# The task
Add 25 to every bounding-box coordinate in the answers, then write out all lines of the records below with the requests kept in place. Omit the pictures.

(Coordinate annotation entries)
__________
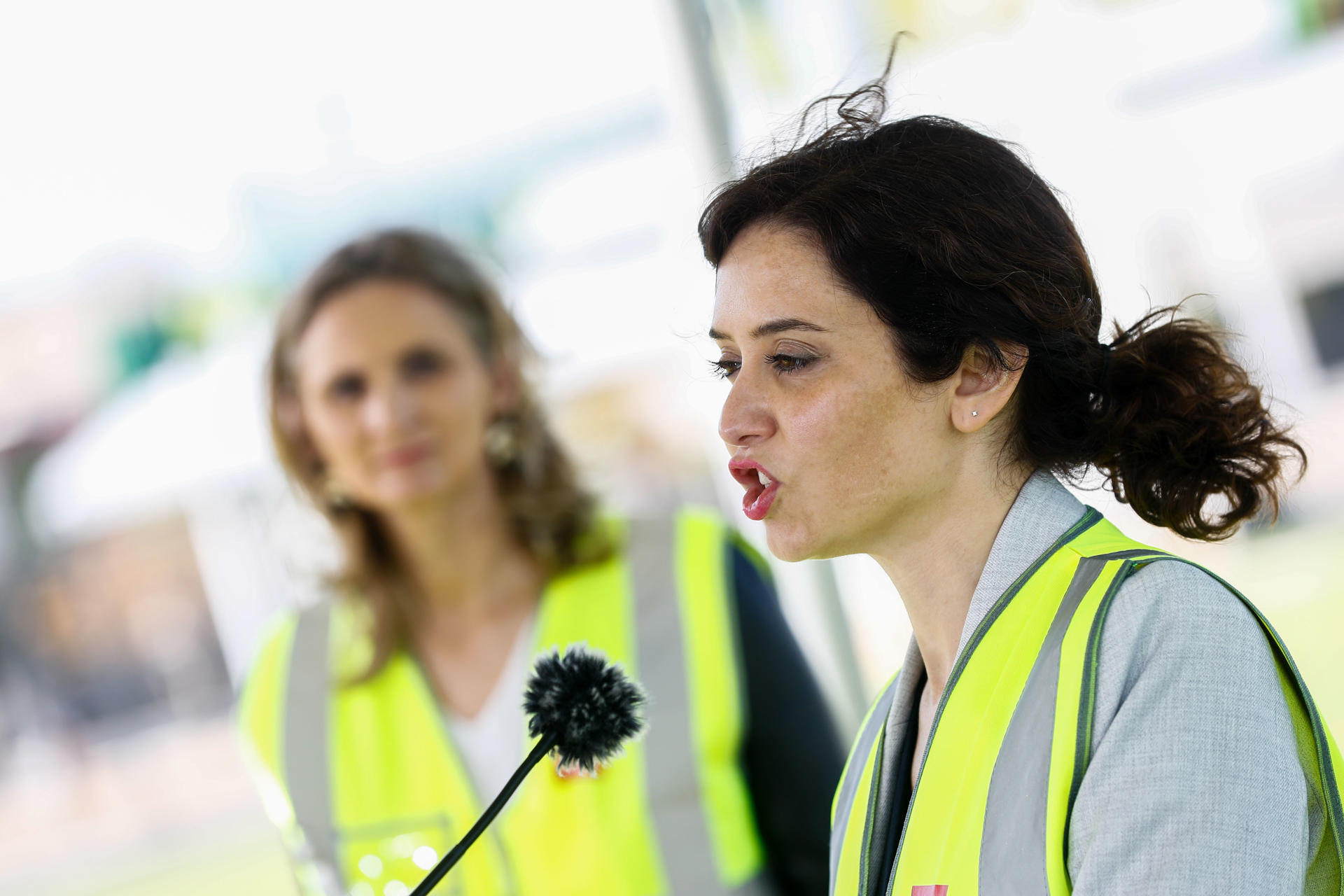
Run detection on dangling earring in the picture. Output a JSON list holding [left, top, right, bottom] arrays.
[[323, 475, 352, 513], [485, 416, 517, 469]]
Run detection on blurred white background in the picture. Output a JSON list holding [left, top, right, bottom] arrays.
[[0, 0, 1344, 895]]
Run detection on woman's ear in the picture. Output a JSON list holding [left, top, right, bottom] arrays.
[[950, 342, 1027, 433], [491, 355, 523, 416]]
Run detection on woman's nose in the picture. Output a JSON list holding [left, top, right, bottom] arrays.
[[719, 373, 776, 449], [364, 384, 415, 433]]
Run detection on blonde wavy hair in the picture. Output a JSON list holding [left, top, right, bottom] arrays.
[[267, 230, 612, 681]]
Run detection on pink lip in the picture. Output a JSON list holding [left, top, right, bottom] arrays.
[[379, 443, 434, 468], [729, 458, 780, 520]]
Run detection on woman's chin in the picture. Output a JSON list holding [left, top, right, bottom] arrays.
[[764, 517, 815, 563]]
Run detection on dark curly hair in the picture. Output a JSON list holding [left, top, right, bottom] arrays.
[[699, 58, 1306, 541]]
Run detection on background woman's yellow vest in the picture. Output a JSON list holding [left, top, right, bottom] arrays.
[[831, 507, 1344, 896], [239, 512, 769, 896]]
__________
# Output of the task
Run detection on dangling earring in the picture. Output a JSON list holding [left, top, right, bottom] arrays.
[[348, 500, 377, 538], [510, 441, 542, 494]]
Run detection on blurred white background in the picture. Output a JSON list holding [left, top, right, bottom] arrays.
[[25, 25, 1369, 920]]
Run detection on woman's ear in the picture. Output a JSON list holding [left, top, right, bottom] arrays.
[[975, 367, 1052, 458], [516, 380, 548, 441]]
Run detection on woman's nose in the picture. Output a JSON list holding [left, top, right, bottom] arrays.
[[744, 398, 801, 474], [389, 409, 440, 458]]
Run detection on blonde wavy hair in the picture. Output a JSON list holding [left, top, right, bottom] arrays.
[[292, 255, 637, 706]]
Run detection on pink lip in the picture. Output a JSON list holding [left, top, right, bottom] arrays.
[[404, 468, 459, 493], [754, 483, 805, 545]]
Run detection on woman's chin in the picture. Output a JSON list holding [left, top, right, bottom] arrays.
[[789, 542, 840, 588]]
Run detection on dark curly hair in the picture. Output a JSON list holding [left, top, right, bottom] arrays.
[[724, 83, 1331, 566]]
Run detection on background woman's yellow vest in the picture. Output a JSON list holding [left, top, right, bottom] arrays.
[[856, 532, 1369, 921], [264, 537, 794, 921]]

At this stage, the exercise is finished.